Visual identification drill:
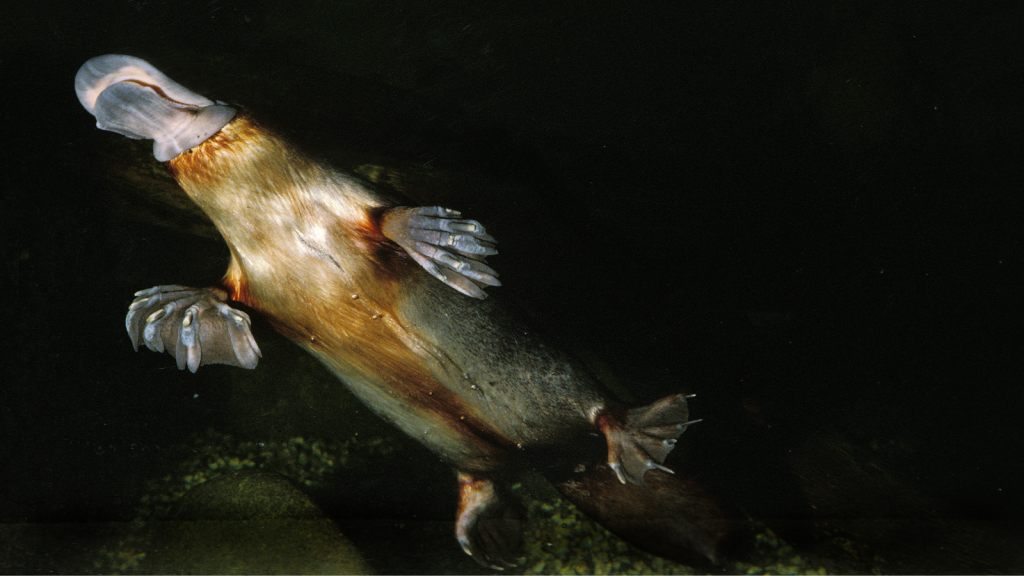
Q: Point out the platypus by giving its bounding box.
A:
[75,54,725,569]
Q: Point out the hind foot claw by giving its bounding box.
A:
[594,394,699,486]
[455,471,523,570]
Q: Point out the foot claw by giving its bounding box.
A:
[125,285,261,372]
[594,395,699,486]
[381,206,501,298]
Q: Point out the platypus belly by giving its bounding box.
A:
[76,55,723,568]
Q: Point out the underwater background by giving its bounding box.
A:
[0,0,1024,573]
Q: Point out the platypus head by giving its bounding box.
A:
[75,54,237,162]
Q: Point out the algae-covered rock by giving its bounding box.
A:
[138,469,371,574]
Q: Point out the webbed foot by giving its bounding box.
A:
[381,206,502,299]
[594,394,699,486]
[455,471,523,570]
[125,285,261,372]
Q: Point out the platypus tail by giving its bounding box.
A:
[549,463,730,564]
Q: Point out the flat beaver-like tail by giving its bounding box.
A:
[549,463,729,564]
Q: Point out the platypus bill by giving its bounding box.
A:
[75,54,725,569]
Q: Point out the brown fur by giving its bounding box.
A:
[168,115,511,470]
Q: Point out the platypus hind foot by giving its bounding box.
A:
[125,285,261,372]
[381,206,502,299]
[594,394,699,486]
[455,471,523,570]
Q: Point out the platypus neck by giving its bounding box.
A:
[168,114,384,235]
[168,114,385,273]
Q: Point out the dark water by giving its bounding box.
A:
[0,0,1024,572]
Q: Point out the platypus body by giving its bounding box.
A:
[76,55,724,569]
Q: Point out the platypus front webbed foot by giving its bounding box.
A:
[593,394,699,486]
[381,206,502,299]
[125,285,262,372]
[455,471,524,570]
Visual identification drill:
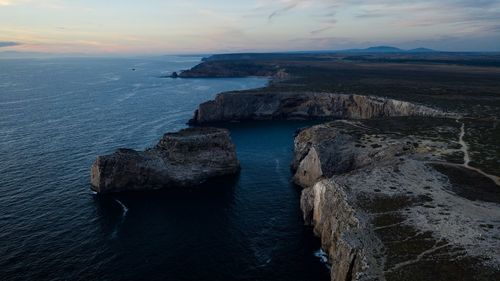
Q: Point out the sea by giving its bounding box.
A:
[0,56,330,281]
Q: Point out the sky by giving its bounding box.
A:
[0,0,500,54]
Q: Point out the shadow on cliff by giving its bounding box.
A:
[94,174,239,239]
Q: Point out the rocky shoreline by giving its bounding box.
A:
[91,127,240,193]
[292,122,500,281]
[190,92,453,124]
[92,56,500,281]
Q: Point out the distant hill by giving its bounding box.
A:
[334,46,438,53]
[406,48,439,53]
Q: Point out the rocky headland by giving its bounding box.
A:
[91,127,240,193]
[292,121,500,281]
[191,91,453,124]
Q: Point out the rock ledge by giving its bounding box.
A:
[91,127,240,193]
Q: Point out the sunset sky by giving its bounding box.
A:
[0,0,500,54]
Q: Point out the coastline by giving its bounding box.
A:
[180,55,500,280]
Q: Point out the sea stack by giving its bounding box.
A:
[91,127,240,193]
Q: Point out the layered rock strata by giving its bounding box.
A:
[91,128,240,193]
[191,92,448,124]
[293,122,500,281]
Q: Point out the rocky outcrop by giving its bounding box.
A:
[91,128,240,193]
[292,122,500,281]
[191,92,448,124]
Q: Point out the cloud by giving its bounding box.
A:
[311,26,333,35]
[0,41,21,48]
[268,3,299,20]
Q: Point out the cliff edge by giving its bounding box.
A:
[91,128,240,193]
[292,121,500,281]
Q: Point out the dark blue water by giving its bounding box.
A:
[0,57,329,280]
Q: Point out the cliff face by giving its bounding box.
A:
[192,92,446,124]
[292,122,500,281]
[91,128,239,193]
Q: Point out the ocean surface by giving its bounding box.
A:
[0,57,329,281]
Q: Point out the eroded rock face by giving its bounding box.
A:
[292,122,500,281]
[91,128,240,193]
[191,92,447,124]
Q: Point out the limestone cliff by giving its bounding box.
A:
[91,128,239,193]
[292,122,500,281]
[191,92,447,124]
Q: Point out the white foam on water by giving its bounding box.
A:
[115,198,128,217]
[314,249,331,268]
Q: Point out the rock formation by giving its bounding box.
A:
[191,92,448,124]
[292,122,500,281]
[91,128,240,193]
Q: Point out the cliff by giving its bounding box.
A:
[91,128,240,193]
[191,92,447,124]
[292,122,500,281]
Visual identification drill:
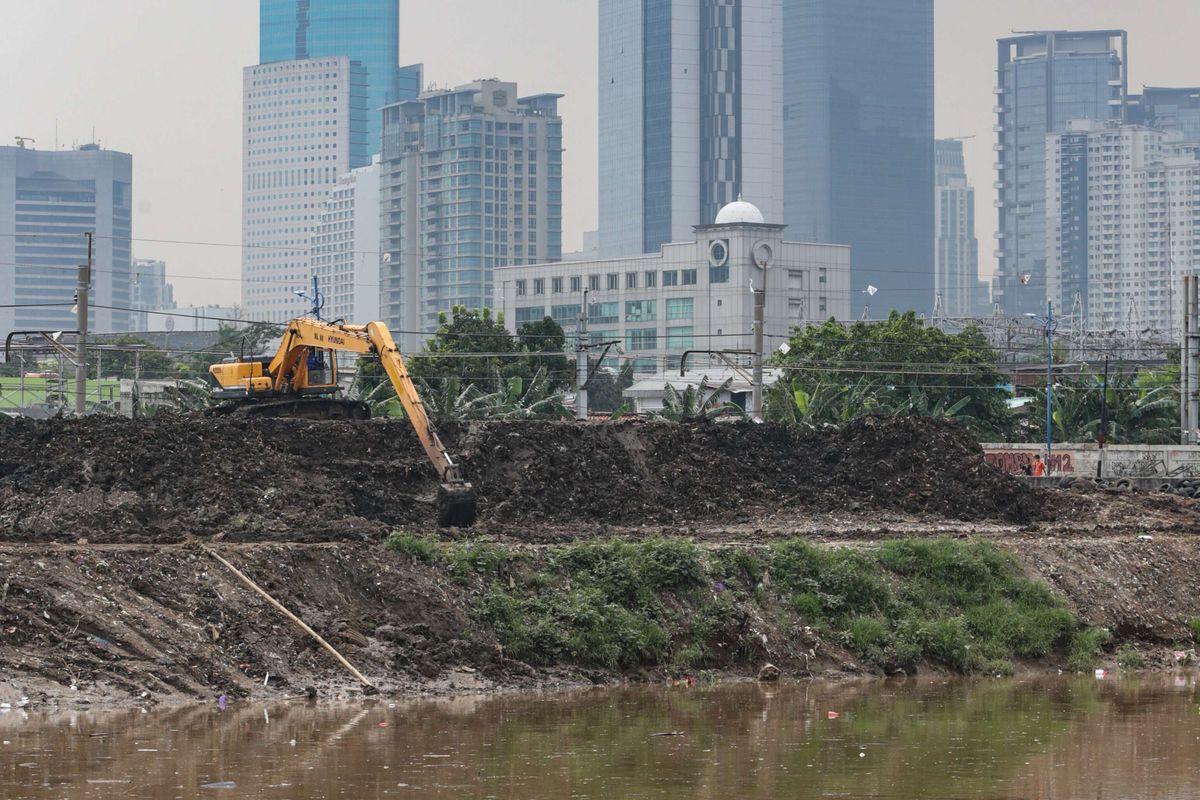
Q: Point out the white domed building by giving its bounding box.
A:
[494,197,851,400]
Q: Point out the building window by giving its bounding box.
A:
[550,302,580,327]
[588,302,620,325]
[625,300,659,323]
[667,297,696,319]
[517,306,546,327]
[625,327,659,350]
[667,325,694,350]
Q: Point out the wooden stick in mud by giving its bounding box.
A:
[200,545,377,688]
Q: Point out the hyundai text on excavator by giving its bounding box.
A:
[209,317,475,528]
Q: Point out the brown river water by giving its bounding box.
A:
[0,674,1200,800]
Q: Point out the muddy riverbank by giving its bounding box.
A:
[0,419,1200,704]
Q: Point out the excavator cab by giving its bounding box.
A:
[209,317,476,528]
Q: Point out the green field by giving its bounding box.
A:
[0,375,121,410]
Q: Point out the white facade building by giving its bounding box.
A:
[1046,120,1200,332]
[241,56,368,323]
[934,139,989,317]
[0,144,133,333]
[599,0,784,257]
[496,201,850,373]
[312,163,379,324]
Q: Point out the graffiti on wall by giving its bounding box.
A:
[984,450,1075,475]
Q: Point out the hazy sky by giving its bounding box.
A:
[0,0,1200,303]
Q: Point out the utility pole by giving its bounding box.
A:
[575,289,588,422]
[76,230,92,416]
[750,275,767,422]
[1046,300,1054,475]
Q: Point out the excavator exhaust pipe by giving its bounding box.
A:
[438,483,478,528]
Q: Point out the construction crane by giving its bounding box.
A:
[209,316,475,528]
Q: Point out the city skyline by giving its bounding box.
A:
[0,0,1200,306]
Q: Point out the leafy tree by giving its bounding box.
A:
[650,378,745,422]
[588,361,634,414]
[1026,371,1178,444]
[775,311,1013,438]
[409,306,572,393]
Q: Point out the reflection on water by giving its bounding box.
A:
[0,675,1200,800]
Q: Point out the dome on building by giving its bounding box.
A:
[716,194,766,225]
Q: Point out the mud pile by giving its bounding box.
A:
[0,416,1044,542]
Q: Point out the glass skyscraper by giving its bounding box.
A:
[258,0,420,153]
[992,30,1128,315]
[599,0,784,255]
[784,0,935,317]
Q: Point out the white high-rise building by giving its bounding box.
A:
[241,56,370,323]
[599,0,784,257]
[0,144,133,333]
[312,163,379,324]
[934,139,988,317]
[1045,120,1200,331]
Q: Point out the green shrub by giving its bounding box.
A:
[1067,627,1112,672]
[448,541,516,578]
[383,530,442,564]
[1117,643,1146,669]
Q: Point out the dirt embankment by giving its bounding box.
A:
[0,417,1045,543]
[0,417,1200,702]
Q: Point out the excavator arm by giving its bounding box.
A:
[211,317,475,528]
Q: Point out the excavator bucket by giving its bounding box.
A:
[438,483,476,528]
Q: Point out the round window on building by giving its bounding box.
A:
[708,240,730,266]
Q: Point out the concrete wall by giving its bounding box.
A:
[983,444,1200,477]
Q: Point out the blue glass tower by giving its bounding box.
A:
[258,0,420,153]
[784,0,935,318]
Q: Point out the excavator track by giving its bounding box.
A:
[228,397,371,420]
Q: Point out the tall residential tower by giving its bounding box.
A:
[379,79,563,349]
[992,30,1128,315]
[599,0,784,257]
[934,139,988,317]
[782,0,935,317]
[258,0,420,154]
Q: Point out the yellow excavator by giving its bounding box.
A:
[209,317,475,528]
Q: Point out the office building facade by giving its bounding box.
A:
[992,30,1128,315]
[241,56,360,323]
[312,163,379,324]
[258,0,421,153]
[496,201,851,374]
[599,0,784,255]
[1045,120,1200,335]
[130,258,175,331]
[379,80,563,349]
[934,139,989,317]
[782,0,935,317]
[0,144,133,333]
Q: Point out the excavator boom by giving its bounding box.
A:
[210,317,476,528]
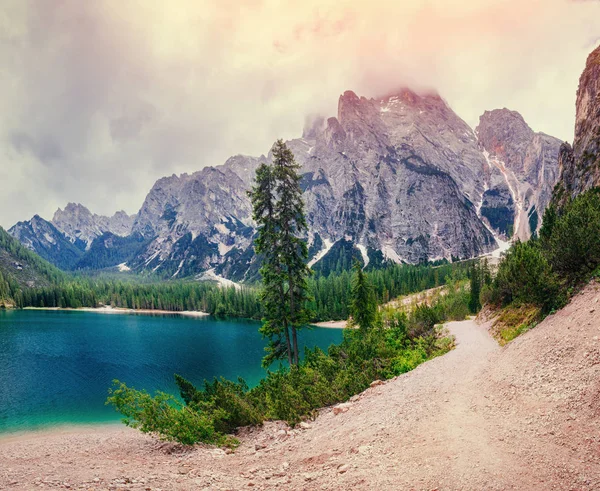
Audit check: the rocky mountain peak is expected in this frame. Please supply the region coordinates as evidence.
[475,108,534,161]
[554,46,600,204]
[52,203,135,248]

━━━━━━━━━━━━━━━━━━━━━━━━━━━━━━

- **JOB**:
Could you repeat the lines starting with the line containing "Q: Point out the cloud" and going on through the line containing "[314,249,331,268]", with every bounding-box coordinate in the answers offset by 8? Include the requests and no other lines.

- **TASK RESPONSE**:
Q: Point out the cloud by giving its bounding box.
A:
[319,34,341,43]
[8,49,29,56]
[276,11,307,28]
Q: Point out the cliff edge by giving its bounding box.
A:
[99,136,248,201]
[300,129,508,289]
Q: Point out the dark blue water by giving its bounding box.
A:
[8,65,337,288]
Q: Point out the cliff face by giving its bounding box.
A:
[200,100,454,132]
[300,130,508,289]
[99,136,247,201]
Q: Point out the ocean surface by giving its bounding box.
A:
[8,65,337,289]
Q: Point out the eroded rock face by giving its bounding box.
A:
[300,130,508,289]
[99,136,248,201]
[199,100,455,132]
Q: Point out the limestone cliff by giving its bounding box.
A:
[99,136,247,201]
[300,130,508,289]
[199,100,455,132]
Q: Point out the white foam on water by giving its bounding box.
A:
[123,206,136,225]
[322,257,339,276]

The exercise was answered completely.